• _Provided passage_
**********
So I shake the sleigh bells (can you get repetitive strain injuries from doing this?), look people in the eye and make some sort of greeting. Several times people emerged from the store and reached into their pockets as they walked towards me. Oh boy, I think. Then they pull out cellphones. But then the donation flood starts: fistfuls of pocket change, many $5 bills pulled from trim wallets, and a crisp $20. I am effusive in my praise to all and hand out mini-candy canes.
At first I overthink this job, watching for demographic trends. But money comes from old, young, men and women. And several parents made the donation a teaching moment and gave their children some coins to drop in the kettle, one parent even lifting his two boys up so they could reach the slot. Maybe I could do a quick philanthropy survey. I kibosh that idea after I ask one man why he was donating. “Because of your smiling face,” he says. He’s joking of course, but maybe there’s something to that. A couple of women do say thanks for doing this. What they all mean is that they are moved to respond as one human to another.
At the end of the shift, I am becoming a seasonal fixture, like a department store Santa. I make small talk with the security guard and the employee collecting shopping carts. Then one of the earlier donors comes out of the store with his purchases and pauses to chat. He’s retired and has just moved here. He admits that he carries $5 bills so he can make several donations.
**********
[Collection entries]

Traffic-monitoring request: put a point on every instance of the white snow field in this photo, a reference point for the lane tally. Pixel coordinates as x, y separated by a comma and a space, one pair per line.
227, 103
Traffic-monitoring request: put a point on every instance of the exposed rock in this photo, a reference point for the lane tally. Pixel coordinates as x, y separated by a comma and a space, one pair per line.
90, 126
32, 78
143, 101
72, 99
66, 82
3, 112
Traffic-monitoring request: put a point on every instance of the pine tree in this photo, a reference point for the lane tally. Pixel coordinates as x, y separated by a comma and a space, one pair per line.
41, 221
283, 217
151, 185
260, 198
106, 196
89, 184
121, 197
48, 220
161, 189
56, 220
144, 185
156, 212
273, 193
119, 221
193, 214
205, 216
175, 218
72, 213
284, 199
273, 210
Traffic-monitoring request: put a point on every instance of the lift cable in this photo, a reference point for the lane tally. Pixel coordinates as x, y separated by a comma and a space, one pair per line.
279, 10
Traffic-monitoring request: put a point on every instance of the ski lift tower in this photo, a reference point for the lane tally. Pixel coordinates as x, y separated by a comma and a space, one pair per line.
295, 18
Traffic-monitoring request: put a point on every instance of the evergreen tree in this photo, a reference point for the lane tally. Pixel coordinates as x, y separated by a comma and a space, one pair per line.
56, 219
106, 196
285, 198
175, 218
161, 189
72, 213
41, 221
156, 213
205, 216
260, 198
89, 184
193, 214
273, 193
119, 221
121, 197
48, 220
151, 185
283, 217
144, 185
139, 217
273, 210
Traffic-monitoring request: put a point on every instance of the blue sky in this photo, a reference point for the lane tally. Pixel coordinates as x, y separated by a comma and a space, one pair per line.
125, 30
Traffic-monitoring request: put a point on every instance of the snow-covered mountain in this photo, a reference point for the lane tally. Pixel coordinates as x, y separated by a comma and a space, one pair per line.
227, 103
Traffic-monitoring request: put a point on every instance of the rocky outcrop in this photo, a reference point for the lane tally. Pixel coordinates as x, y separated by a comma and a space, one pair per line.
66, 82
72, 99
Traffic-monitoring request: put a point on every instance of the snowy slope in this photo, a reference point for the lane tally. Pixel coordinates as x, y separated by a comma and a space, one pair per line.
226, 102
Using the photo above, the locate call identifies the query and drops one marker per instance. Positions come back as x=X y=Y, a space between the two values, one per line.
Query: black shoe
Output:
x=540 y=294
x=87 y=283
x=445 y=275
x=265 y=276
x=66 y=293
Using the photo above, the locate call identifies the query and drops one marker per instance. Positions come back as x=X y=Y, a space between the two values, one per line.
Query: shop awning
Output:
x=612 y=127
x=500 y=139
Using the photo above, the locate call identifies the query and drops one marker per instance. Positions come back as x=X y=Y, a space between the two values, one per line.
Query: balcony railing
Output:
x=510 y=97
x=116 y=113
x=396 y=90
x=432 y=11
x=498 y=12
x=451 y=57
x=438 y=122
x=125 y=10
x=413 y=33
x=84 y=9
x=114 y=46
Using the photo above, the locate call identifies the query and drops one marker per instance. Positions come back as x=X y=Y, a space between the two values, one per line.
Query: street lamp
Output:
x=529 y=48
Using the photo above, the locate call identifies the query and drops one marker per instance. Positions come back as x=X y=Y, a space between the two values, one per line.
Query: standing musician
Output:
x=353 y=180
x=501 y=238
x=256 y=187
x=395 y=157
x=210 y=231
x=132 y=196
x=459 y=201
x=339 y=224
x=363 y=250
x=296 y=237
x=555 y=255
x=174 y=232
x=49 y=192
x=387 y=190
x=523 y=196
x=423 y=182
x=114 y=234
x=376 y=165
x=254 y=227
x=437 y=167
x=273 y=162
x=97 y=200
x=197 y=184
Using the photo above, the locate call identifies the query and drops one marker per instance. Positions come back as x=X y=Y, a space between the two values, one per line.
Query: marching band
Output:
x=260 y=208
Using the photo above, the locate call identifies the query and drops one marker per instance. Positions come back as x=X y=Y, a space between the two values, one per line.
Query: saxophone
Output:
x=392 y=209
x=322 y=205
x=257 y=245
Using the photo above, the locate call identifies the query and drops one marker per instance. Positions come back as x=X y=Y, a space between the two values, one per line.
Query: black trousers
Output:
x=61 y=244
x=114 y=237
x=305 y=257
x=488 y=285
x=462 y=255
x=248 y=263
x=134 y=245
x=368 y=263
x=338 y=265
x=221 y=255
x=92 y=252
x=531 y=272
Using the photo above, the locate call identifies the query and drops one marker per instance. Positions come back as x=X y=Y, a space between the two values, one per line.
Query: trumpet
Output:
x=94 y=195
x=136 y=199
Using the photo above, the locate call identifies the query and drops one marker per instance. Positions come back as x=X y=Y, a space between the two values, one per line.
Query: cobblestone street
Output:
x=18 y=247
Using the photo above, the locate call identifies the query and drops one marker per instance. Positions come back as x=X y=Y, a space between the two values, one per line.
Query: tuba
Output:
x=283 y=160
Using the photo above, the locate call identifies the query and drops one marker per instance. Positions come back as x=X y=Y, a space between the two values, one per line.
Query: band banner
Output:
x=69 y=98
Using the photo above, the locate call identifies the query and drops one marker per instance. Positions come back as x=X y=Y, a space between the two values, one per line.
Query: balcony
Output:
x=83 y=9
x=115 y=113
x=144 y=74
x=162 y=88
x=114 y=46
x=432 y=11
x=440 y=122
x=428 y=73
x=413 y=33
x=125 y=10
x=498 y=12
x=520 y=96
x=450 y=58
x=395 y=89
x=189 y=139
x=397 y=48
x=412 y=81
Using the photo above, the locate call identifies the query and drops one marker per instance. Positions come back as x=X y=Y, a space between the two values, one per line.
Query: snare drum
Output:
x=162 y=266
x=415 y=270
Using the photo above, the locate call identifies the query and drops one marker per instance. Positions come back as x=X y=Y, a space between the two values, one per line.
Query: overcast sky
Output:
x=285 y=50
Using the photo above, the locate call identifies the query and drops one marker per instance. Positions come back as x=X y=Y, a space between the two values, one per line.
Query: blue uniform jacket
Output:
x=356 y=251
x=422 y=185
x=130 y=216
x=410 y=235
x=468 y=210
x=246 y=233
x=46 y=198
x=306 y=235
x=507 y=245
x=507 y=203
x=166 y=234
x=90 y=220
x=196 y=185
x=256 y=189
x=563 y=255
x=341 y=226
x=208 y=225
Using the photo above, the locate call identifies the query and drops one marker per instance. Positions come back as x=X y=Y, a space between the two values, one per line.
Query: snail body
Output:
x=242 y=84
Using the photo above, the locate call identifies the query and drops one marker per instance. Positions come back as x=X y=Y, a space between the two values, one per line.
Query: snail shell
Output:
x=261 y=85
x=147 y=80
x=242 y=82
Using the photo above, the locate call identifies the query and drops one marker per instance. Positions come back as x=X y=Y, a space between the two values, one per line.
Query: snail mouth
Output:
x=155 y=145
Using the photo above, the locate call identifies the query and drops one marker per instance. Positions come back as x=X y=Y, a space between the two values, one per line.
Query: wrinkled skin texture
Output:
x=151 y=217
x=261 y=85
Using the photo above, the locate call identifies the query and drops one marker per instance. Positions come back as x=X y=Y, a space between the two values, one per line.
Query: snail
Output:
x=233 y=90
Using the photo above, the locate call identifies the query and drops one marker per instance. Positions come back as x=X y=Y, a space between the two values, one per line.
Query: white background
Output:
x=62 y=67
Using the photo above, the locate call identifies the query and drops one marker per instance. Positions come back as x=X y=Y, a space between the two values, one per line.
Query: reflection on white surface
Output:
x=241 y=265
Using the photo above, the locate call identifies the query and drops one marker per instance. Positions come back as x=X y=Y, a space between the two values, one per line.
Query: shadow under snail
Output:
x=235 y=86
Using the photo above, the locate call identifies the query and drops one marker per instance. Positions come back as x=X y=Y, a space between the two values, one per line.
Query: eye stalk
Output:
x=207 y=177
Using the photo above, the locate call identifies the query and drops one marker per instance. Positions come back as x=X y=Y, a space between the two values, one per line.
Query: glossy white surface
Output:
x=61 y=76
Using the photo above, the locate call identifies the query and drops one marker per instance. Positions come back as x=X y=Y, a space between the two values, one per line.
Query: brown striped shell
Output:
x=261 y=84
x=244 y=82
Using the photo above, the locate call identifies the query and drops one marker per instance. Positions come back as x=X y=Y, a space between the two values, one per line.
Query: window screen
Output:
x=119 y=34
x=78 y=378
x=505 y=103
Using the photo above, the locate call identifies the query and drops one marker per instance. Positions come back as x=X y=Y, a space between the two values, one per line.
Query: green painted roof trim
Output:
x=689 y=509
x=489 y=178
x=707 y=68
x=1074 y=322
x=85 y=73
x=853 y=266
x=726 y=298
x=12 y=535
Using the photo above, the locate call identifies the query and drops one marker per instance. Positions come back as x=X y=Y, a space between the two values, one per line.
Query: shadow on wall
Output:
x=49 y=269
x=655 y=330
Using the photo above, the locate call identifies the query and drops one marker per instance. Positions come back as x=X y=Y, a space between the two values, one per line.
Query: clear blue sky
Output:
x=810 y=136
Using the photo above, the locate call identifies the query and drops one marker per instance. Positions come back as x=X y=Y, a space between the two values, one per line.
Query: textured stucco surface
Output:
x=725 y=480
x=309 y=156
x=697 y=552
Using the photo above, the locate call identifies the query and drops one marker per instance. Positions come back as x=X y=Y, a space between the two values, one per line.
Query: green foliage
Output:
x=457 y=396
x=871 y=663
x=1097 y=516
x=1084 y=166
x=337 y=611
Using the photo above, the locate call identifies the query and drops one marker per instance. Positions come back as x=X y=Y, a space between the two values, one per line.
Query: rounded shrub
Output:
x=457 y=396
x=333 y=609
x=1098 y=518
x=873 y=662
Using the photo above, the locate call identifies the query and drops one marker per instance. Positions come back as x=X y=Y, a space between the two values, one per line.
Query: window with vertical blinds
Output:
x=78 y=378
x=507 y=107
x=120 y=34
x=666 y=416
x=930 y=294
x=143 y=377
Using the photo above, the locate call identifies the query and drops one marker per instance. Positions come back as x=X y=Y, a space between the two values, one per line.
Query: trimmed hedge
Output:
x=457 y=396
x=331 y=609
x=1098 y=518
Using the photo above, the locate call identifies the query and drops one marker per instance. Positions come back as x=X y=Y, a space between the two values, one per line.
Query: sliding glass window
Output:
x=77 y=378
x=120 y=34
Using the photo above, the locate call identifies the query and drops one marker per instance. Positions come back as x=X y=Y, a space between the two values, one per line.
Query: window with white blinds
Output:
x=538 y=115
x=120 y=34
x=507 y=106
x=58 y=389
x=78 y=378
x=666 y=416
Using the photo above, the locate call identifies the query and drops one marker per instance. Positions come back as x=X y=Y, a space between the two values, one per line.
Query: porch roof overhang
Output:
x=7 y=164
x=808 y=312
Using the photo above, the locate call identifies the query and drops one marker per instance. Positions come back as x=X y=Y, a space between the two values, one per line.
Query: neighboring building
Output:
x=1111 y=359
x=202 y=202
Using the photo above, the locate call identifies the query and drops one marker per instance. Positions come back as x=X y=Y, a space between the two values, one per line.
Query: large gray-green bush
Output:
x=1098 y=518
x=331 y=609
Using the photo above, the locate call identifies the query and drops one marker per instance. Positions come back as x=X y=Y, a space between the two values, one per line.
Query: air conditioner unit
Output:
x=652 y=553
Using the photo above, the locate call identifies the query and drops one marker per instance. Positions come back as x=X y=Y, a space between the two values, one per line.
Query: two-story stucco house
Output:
**********
• _What the task asks_
Resume the account of ringing sleigh bells beside the donation kettle, starting right after its last sentence.

• _Output of the task_
Bazinet comes back to retrieve the kettle and pack up. He admits he’s not naturally sentimental. “I’m a Scrooge, a grumpy old person,” he says about his general attitude. “But when I rang the bell for the first time, I came home and my wife said ‘There’s something different about you.’” Now he runs the campaign, the big fundraiser of the year, and the Cowichan Valley was one of only two Island communities to reach its goal – $80,000. This year he hopes to increase the funds, and said that already people have been generous.
For Bazinet, who is still recovering from a motorcycle accident, it’s a logistical challenge finding volunteers to cover the 35 shifts daily for 22 days. He relies on volunteers like the man in his 80s who signs up for 16 shifts. And he always carries his master schedule in case someone like me happens along to donate some time.
It’s only Dec.2, and the Christmas frenzy is just beginning. Volunteering like this has helped remind me of the true Christmas spirit, of making sure everyone has enough.